▶ **Passage shown**:
▼▼▼
What's still unexplained

  • How much genuine pre-internet folklore underlies the name. The Ozarks clearly have older stories of large black animals and eerie howls, but how much of the specific Ozark Howler figure predates the late-1990s online push, versus being assembled from those pieces by the hoax, is not cleanly documented.
  • What people are actually seeing and hearing. Individual encounters are real experiences even when no cryptid is involved; sorting how many trace to elk, black bears, cougars, wolves, or feral dogs, and how many to suggestion, would take field data that does not exist for a legend.
  • How the hoax and the folklore feed each other now. Once a fabricated backstory circulates widely, it becomes part of the tradition it faked; the Howler is a live case of an internet-era invention hardening into regional lore.
  • Why the Ozarks in particular keep generating this figure. The region's isolation, its storytelling culture, and its tourism appetite for a signature monster all sustain the legend, and disentangling those drivers from any residual belief in a literal animal is genuinely open.

Point by point

The claim: A specific animal called the Ozark Howler has been reliably documented and photographed.
▲▲▲
▶ **Challenge 1**:
Answer these from the Ozark Howler passage, one line each:
(a) What period does it give for the online push behind the Ozark Howler?
(b) Which animals does it name as possible sources of what people see and hear?
(c) What features of the region does it say sustain the legend?

▶ **Dataset entries**:
▼▼▼
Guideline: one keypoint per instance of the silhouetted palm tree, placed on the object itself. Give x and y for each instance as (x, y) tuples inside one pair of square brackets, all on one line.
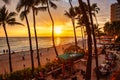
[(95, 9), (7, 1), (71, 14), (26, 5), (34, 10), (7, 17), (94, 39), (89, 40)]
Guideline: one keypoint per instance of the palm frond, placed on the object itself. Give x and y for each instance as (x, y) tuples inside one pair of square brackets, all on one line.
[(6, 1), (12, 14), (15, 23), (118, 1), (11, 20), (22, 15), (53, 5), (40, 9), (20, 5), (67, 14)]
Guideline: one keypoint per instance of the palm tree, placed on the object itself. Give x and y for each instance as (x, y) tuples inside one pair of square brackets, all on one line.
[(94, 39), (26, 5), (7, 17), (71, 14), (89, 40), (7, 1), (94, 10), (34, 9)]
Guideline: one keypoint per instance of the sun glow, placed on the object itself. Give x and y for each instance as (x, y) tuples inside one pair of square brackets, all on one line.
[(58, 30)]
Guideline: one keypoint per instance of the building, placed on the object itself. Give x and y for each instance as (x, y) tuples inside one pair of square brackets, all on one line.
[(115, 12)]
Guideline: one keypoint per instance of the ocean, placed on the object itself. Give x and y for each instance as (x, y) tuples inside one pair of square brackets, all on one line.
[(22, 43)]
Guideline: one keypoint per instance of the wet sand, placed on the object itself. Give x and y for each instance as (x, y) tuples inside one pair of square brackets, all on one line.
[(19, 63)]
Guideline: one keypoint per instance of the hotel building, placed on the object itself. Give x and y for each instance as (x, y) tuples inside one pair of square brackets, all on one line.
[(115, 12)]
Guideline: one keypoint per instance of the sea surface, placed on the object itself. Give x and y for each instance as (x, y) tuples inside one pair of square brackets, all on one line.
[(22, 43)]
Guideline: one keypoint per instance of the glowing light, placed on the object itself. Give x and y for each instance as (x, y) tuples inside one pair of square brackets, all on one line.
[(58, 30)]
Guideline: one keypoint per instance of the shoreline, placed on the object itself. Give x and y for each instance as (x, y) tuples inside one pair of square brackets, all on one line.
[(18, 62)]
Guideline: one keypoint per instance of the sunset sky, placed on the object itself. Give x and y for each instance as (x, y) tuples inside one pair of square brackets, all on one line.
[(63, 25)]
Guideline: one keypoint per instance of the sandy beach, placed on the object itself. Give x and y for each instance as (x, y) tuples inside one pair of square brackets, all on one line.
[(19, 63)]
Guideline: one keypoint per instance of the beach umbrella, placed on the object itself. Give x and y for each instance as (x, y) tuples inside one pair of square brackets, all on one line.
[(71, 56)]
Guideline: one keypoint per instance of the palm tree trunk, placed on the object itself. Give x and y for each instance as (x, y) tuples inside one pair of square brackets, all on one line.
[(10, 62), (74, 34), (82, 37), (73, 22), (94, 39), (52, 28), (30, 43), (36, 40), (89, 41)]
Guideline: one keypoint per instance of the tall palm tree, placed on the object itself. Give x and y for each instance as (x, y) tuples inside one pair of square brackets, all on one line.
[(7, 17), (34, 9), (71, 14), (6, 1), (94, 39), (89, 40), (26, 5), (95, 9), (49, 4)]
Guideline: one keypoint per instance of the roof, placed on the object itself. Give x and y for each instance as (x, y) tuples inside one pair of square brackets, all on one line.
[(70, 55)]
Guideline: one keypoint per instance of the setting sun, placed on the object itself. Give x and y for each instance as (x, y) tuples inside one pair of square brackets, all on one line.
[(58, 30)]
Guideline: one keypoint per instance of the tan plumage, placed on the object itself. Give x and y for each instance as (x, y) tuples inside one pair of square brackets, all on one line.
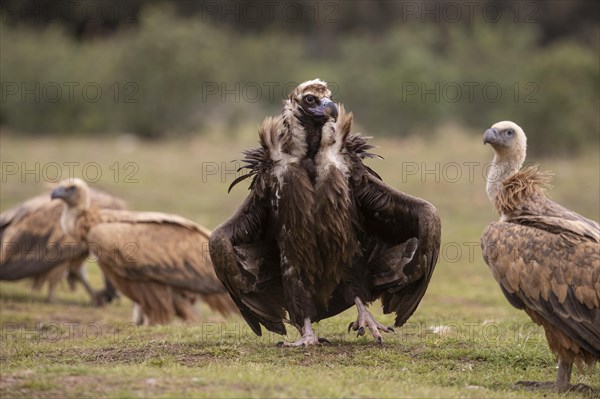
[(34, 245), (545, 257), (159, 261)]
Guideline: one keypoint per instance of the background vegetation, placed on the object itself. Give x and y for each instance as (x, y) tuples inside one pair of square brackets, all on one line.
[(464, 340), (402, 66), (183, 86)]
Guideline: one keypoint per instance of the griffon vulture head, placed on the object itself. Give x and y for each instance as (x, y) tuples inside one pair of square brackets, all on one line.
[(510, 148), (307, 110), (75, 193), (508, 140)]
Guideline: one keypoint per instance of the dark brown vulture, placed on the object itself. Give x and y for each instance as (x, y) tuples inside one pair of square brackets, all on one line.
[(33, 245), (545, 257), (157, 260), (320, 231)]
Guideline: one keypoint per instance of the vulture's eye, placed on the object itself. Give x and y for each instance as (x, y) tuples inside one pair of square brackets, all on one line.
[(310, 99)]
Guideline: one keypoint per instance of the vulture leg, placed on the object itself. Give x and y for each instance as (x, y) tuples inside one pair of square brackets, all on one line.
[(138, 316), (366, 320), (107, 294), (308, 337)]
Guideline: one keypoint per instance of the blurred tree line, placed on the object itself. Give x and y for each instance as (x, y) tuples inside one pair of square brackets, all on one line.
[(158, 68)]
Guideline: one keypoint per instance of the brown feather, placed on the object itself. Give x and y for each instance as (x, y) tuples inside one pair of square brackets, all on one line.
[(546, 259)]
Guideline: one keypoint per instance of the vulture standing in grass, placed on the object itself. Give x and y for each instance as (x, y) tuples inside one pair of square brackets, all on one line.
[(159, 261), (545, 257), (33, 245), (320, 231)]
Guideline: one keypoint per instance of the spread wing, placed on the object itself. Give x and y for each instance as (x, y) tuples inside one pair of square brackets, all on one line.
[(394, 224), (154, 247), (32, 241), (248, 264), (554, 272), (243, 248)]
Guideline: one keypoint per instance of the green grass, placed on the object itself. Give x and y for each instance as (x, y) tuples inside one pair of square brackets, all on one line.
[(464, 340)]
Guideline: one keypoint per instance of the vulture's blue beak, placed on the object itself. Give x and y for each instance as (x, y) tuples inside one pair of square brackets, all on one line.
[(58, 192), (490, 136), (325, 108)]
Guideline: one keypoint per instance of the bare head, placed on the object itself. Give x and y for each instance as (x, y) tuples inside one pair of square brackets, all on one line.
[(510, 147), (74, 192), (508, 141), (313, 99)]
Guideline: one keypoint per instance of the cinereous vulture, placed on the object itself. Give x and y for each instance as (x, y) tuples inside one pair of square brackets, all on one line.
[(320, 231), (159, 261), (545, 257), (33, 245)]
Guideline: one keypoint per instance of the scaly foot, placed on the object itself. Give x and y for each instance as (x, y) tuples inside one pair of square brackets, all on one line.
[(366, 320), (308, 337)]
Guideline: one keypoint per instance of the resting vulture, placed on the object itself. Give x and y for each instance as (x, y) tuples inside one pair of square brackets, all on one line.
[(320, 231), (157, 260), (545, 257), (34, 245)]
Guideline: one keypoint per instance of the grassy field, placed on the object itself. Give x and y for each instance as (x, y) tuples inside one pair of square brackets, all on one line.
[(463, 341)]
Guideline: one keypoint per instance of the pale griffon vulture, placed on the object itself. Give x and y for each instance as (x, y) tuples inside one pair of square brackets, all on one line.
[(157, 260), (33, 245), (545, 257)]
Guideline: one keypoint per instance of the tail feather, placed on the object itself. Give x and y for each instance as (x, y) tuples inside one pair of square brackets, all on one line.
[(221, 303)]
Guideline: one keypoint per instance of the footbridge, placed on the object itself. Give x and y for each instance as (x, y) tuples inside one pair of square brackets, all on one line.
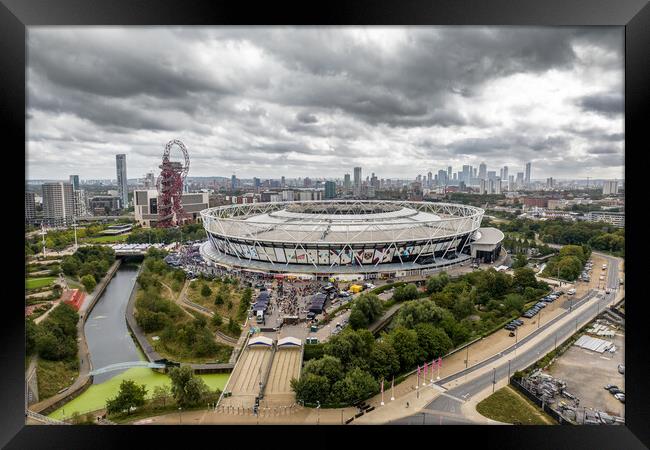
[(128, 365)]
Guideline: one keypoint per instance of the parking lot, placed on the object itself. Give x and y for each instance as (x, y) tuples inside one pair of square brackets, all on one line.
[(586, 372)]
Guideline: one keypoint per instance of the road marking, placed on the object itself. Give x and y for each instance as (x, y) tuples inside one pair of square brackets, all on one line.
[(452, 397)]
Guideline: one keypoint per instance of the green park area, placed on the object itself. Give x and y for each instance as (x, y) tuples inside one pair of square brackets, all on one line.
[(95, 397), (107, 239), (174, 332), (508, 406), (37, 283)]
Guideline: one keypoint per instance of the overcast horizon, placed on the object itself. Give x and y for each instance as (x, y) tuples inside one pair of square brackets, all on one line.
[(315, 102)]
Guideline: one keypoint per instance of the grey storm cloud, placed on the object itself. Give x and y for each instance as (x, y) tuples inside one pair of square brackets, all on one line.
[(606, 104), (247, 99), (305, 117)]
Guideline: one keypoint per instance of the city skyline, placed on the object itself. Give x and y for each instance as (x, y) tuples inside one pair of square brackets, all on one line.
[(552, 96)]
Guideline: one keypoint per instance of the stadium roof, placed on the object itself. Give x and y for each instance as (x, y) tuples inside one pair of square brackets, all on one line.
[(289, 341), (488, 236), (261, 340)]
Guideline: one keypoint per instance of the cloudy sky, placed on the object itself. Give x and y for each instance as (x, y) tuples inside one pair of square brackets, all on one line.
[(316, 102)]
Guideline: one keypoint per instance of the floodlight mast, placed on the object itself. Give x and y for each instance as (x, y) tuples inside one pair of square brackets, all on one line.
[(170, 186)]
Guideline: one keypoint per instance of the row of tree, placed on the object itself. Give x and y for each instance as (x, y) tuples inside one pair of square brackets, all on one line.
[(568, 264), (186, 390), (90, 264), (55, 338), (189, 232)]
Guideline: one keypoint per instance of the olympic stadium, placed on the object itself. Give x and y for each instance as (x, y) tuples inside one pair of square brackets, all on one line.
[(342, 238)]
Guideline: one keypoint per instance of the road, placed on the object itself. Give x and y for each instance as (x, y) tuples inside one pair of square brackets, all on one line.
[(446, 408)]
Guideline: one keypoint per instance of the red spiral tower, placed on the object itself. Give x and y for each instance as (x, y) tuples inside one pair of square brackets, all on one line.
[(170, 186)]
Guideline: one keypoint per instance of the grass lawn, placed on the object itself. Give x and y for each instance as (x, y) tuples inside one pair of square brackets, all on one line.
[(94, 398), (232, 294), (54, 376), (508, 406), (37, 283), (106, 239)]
▲▲▲
▶ **Challenge 2**: Please copy everything in the listing from the line containing "Guideline: one keypoint per instance of the setting" down to the line containing "[(510, 148), (307, 110), (75, 193), (508, 140)]", both ends included. Leave out the pictures.

▶ **Task response 1**:
(a) The late 1990s.
(b) Elk, black bears, cougars, wolves, and feral dogs.
(c) The region's isolation, its storytelling culture, and its tourism appetite for a signature monster.

▶ **Task response 2**:
Guideline: one keypoint per instance of the setting sun, placed on the object itself. Give x and y for each instance as (x, y) tuples inside one pair of square brackets, all on one line.
[(58, 30)]
Guideline: one keypoint per instance of the tan plumage, placed on the object itself. Give x and y for each instance as (x, y) tuples inside one pair of square brackets, all on one line.
[(34, 245), (545, 257), (159, 261)]
Guideline: one keypoint per instance of the background vegetation, placed on the object itself. Give x and y for each instance as (x, y) tuples inside one pair of square brackets, all on one line.
[(464, 340), (402, 66), (183, 86)]
Guideline: one keypoint per instance of the griffon vulture head, placed on the object itself. Give x and y for each instance as (x, y) tuples inside one pair of square brackets, all on one line.
[(510, 148), (307, 110), (75, 193), (508, 140)]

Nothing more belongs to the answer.